## Prompt
For every record below, write out an exact copy.
(Materials provided begins)
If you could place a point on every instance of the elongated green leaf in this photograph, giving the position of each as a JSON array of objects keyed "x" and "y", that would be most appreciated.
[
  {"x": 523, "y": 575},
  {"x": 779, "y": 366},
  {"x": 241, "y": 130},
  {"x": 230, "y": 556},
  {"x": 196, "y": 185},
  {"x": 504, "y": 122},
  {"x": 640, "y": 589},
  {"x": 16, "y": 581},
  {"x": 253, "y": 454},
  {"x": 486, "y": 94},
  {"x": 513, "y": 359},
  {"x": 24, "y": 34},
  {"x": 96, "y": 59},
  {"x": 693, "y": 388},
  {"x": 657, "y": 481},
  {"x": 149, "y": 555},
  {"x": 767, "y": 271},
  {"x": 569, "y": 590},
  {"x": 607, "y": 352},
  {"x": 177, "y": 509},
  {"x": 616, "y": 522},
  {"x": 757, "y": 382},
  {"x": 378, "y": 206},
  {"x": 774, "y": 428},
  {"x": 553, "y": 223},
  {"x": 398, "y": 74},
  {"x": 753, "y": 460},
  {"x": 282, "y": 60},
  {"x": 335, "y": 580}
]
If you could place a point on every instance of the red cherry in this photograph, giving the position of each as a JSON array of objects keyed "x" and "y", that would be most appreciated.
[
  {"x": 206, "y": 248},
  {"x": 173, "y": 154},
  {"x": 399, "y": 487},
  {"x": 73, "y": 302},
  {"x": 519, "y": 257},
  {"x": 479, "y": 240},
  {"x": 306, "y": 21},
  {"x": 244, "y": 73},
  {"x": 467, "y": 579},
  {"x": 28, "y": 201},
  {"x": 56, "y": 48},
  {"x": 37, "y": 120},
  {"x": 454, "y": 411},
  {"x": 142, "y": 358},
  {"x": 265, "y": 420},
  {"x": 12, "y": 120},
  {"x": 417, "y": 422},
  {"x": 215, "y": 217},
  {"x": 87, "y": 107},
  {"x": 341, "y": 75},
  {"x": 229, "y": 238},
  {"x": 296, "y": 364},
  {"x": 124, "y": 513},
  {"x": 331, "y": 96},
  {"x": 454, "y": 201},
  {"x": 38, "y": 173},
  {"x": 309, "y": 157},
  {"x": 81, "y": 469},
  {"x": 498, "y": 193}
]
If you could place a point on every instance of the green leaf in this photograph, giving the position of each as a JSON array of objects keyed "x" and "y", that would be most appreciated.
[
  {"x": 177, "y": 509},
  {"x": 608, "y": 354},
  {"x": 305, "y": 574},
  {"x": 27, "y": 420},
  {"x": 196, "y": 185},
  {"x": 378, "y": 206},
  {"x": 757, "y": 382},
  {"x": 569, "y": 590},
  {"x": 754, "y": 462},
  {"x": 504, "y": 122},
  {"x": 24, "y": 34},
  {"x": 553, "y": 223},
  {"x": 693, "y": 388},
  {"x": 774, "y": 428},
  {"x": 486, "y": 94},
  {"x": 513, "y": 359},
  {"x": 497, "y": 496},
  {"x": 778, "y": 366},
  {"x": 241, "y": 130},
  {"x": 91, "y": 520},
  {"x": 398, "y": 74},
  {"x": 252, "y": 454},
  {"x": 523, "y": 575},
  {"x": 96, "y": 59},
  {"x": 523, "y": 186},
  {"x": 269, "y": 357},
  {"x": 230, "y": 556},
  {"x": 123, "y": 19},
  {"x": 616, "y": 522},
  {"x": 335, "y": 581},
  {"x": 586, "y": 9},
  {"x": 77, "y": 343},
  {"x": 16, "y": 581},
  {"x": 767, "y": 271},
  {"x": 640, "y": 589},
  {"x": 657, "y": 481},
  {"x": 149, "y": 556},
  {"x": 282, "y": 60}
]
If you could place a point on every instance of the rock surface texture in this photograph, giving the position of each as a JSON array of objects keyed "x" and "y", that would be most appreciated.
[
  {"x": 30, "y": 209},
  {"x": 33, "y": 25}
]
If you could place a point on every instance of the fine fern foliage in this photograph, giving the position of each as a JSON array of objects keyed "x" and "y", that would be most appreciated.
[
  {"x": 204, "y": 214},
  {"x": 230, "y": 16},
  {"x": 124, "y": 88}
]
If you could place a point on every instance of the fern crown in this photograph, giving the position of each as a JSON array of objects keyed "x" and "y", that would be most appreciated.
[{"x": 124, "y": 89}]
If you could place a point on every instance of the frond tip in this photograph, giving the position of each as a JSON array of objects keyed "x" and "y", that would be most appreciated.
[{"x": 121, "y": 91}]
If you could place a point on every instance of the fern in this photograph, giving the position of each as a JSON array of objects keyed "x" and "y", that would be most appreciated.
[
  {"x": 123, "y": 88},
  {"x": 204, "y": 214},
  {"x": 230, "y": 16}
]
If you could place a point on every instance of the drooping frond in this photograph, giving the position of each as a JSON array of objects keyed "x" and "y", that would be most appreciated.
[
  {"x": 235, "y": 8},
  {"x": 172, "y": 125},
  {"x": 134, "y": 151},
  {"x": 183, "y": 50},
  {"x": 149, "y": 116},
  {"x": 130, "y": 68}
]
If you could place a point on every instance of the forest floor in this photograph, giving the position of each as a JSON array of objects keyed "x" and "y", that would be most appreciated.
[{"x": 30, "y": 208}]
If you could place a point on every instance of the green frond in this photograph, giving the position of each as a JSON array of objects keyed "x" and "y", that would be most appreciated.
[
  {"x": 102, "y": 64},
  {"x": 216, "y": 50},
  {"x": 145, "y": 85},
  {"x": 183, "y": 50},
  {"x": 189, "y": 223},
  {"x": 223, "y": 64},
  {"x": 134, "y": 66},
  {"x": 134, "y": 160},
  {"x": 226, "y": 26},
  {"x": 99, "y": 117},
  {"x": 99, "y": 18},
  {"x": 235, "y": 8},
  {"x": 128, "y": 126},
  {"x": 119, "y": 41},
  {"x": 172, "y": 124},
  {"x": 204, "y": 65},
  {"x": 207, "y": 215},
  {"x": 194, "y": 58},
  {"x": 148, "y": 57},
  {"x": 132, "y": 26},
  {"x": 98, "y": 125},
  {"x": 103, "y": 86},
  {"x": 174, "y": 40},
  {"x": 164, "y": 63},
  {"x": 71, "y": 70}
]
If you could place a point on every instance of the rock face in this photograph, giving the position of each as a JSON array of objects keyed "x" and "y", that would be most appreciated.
(Materials provided ends)
## Solution below
If you could place a point on every instance of the elongated green leaf in this photograph, giving the position of each as a JSON array of objects keyed "x" and "y", that would be most appreciated.
[
  {"x": 523, "y": 575},
  {"x": 779, "y": 366},
  {"x": 241, "y": 130},
  {"x": 230, "y": 556},
  {"x": 196, "y": 185},
  {"x": 504, "y": 122},
  {"x": 640, "y": 589},
  {"x": 16, "y": 581},
  {"x": 253, "y": 454},
  {"x": 486, "y": 94},
  {"x": 513, "y": 359},
  {"x": 24, "y": 34},
  {"x": 96, "y": 59},
  {"x": 693, "y": 388},
  {"x": 657, "y": 481},
  {"x": 149, "y": 555},
  {"x": 767, "y": 271},
  {"x": 569, "y": 590},
  {"x": 607, "y": 352},
  {"x": 177, "y": 509},
  {"x": 616, "y": 522},
  {"x": 757, "y": 382},
  {"x": 378, "y": 206},
  {"x": 774, "y": 428},
  {"x": 553, "y": 223},
  {"x": 398, "y": 74},
  {"x": 753, "y": 460},
  {"x": 282, "y": 60},
  {"x": 335, "y": 580}
]
If you could place a point on every instance of the red cherry in this photograph, giving the position of each as a JSON array of objects keyed "x" and "y", that would be most appreciated.
[
  {"x": 206, "y": 248},
  {"x": 173, "y": 154},
  {"x": 399, "y": 487},
  {"x": 73, "y": 302},
  {"x": 519, "y": 257},
  {"x": 479, "y": 240},
  {"x": 306, "y": 21},
  {"x": 244, "y": 73},
  {"x": 467, "y": 579},
  {"x": 28, "y": 201},
  {"x": 56, "y": 48},
  {"x": 37, "y": 120},
  {"x": 454, "y": 411},
  {"x": 142, "y": 358},
  {"x": 265, "y": 420},
  {"x": 12, "y": 120},
  {"x": 417, "y": 422},
  {"x": 215, "y": 217},
  {"x": 87, "y": 107},
  {"x": 341, "y": 75},
  {"x": 229, "y": 238},
  {"x": 296, "y": 364},
  {"x": 124, "y": 513},
  {"x": 331, "y": 96},
  {"x": 454, "y": 201},
  {"x": 38, "y": 173},
  {"x": 309, "y": 157},
  {"x": 81, "y": 469},
  {"x": 498, "y": 193}
]
If you could place a point on every instance of the green leaf in this photograph, giving the position of each as a JSON array of objects keyed "x" and "y", that would be most appreciated.
[
  {"x": 177, "y": 509},
  {"x": 608, "y": 354},
  {"x": 305, "y": 574},
  {"x": 27, "y": 420},
  {"x": 196, "y": 185},
  {"x": 378, "y": 206},
  {"x": 757, "y": 382},
  {"x": 569, "y": 590},
  {"x": 754, "y": 462},
  {"x": 504, "y": 122},
  {"x": 24, "y": 34},
  {"x": 553, "y": 223},
  {"x": 693, "y": 388},
  {"x": 774, "y": 428},
  {"x": 486, "y": 94},
  {"x": 513, "y": 359},
  {"x": 497, "y": 496},
  {"x": 778, "y": 366},
  {"x": 241, "y": 130},
  {"x": 91, "y": 520},
  {"x": 398, "y": 74},
  {"x": 252, "y": 454},
  {"x": 523, "y": 575},
  {"x": 96, "y": 59},
  {"x": 523, "y": 186},
  {"x": 269, "y": 357},
  {"x": 230, "y": 556},
  {"x": 123, "y": 19},
  {"x": 616, "y": 522},
  {"x": 335, "y": 581},
  {"x": 586, "y": 9},
  {"x": 77, "y": 343},
  {"x": 16, "y": 581},
  {"x": 767, "y": 271},
  {"x": 640, "y": 589},
  {"x": 657, "y": 481},
  {"x": 149, "y": 556},
  {"x": 282, "y": 60}
]
If you could place a point on every instance of the rock surface texture in this photograph, giving the position of each as a JSON array of objects keyed "x" and "y", that would be most appreciated.
[
  {"x": 30, "y": 209},
  {"x": 33, "y": 25}
]
If you could place a point on every instance of the fine fern foliage in this photograph, giving the position of each as a JSON array of objects keyed "x" and "y", that would be most appreciated.
[
  {"x": 204, "y": 214},
  {"x": 230, "y": 16},
  {"x": 124, "y": 88}
]
If you could place a point on every instance of the fern crown in this photograph, giving the position of each as a JSON array of objects keyed "x" and "y", that would be most appreciated.
[{"x": 124, "y": 89}]
If you could place a point on every instance of the frond tip in this photograph, giving the position of each as a JSON array of objects keyed "x" and "y", that would be most appreciated.
[{"x": 121, "y": 91}]
If you could place a point on every instance of the fern in this photograph, giving the position of each as a JSON array of objects keyed "x" and "y", that would be most appreciated.
[
  {"x": 123, "y": 88},
  {"x": 204, "y": 214},
  {"x": 230, "y": 16}
]
If you could place a point on every instance of the drooping frond in this photograph, giving the position of each as a JSON array of objects keyed "x" and "y", that would be most appreciated.
[
  {"x": 235, "y": 8},
  {"x": 172, "y": 125},
  {"x": 134, "y": 151},
  {"x": 183, "y": 50},
  {"x": 149, "y": 116},
  {"x": 130, "y": 68}
]
If you could place a point on every instance of the forest floor in this photograph, giving the position of each as a JSON array of objects keyed "x" and "y", that would be most appreciated.
[{"x": 30, "y": 208}]
If you could place a point on every instance of the green frond in this photograph, giving the position of each as a JSON array of objects keyed "x" and "y", that would be most appreciated.
[
  {"x": 102, "y": 64},
  {"x": 216, "y": 50},
  {"x": 145, "y": 85},
  {"x": 183, "y": 50},
  {"x": 189, "y": 223},
  {"x": 223, "y": 64},
  {"x": 134, "y": 66},
  {"x": 134, "y": 160},
  {"x": 226, "y": 26},
  {"x": 99, "y": 117},
  {"x": 99, "y": 18},
  {"x": 235, "y": 8},
  {"x": 128, "y": 126},
  {"x": 119, "y": 41},
  {"x": 172, "y": 124},
  {"x": 204, "y": 65},
  {"x": 207, "y": 215},
  {"x": 194, "y": 58},
  {"x": 148, "y": 57},
  {"x": 132, "y": 26},
  {"x": 98, "y": 125},
  {"x": 103, "y": 86},
  {"x": 174, "y": 40},
  {"x": 164, "y": 63},
  {"x": 71, "y": 70}
]
If you could place a point on every instance of the rock face in this photograph, giving the position of each as a JSON array of objects keyed "x" and "y", that would be most appreciated.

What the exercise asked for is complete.